• [TASK TO COMPLETE]: In the entries that follow, which lines hold the string "below"? List them.

• [RECORDS SHOWN]:
__________

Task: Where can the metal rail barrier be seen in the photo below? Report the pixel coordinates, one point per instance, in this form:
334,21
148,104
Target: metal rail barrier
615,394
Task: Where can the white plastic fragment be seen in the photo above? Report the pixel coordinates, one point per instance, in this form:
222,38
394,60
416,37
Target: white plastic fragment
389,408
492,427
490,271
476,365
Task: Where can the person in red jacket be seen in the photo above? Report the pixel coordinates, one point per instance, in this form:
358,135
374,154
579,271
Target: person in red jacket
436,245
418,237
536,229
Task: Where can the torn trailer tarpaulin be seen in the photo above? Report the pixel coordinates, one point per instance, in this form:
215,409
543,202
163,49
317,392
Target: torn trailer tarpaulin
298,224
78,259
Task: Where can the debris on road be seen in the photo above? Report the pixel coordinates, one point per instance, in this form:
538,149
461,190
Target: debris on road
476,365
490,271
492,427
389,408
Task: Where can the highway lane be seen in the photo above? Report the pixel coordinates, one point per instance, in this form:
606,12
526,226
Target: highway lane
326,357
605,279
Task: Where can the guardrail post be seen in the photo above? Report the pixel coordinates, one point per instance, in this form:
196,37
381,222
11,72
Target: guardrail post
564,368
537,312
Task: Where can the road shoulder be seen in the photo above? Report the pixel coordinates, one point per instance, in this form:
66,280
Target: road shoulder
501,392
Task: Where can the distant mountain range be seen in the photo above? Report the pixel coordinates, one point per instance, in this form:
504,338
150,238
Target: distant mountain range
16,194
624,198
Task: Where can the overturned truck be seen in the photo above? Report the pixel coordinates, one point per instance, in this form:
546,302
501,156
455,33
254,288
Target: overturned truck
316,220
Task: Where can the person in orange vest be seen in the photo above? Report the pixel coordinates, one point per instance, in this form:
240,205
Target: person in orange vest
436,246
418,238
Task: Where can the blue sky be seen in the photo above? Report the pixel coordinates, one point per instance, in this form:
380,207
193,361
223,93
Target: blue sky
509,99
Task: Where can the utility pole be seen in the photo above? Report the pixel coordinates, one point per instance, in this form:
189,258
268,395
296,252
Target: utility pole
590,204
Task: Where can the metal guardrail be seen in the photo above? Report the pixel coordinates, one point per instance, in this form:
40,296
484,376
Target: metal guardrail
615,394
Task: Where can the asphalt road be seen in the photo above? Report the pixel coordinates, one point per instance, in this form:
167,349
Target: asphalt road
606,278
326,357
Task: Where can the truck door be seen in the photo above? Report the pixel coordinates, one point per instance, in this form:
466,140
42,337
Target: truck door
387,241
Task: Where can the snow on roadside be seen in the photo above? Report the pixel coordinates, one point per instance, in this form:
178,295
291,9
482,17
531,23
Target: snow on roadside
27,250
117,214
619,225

__________

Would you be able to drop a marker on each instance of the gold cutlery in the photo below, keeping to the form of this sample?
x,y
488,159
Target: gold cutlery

__________

• [RESPONSE BOX]:
Task: Where can the metal rail barrier be seen in the photo below? Report the pixel coordinates, one point per instance, in this form:
Would you be able to drop a marker on each instance of the gold cutlery in the photo below, keeping to the form of this sample?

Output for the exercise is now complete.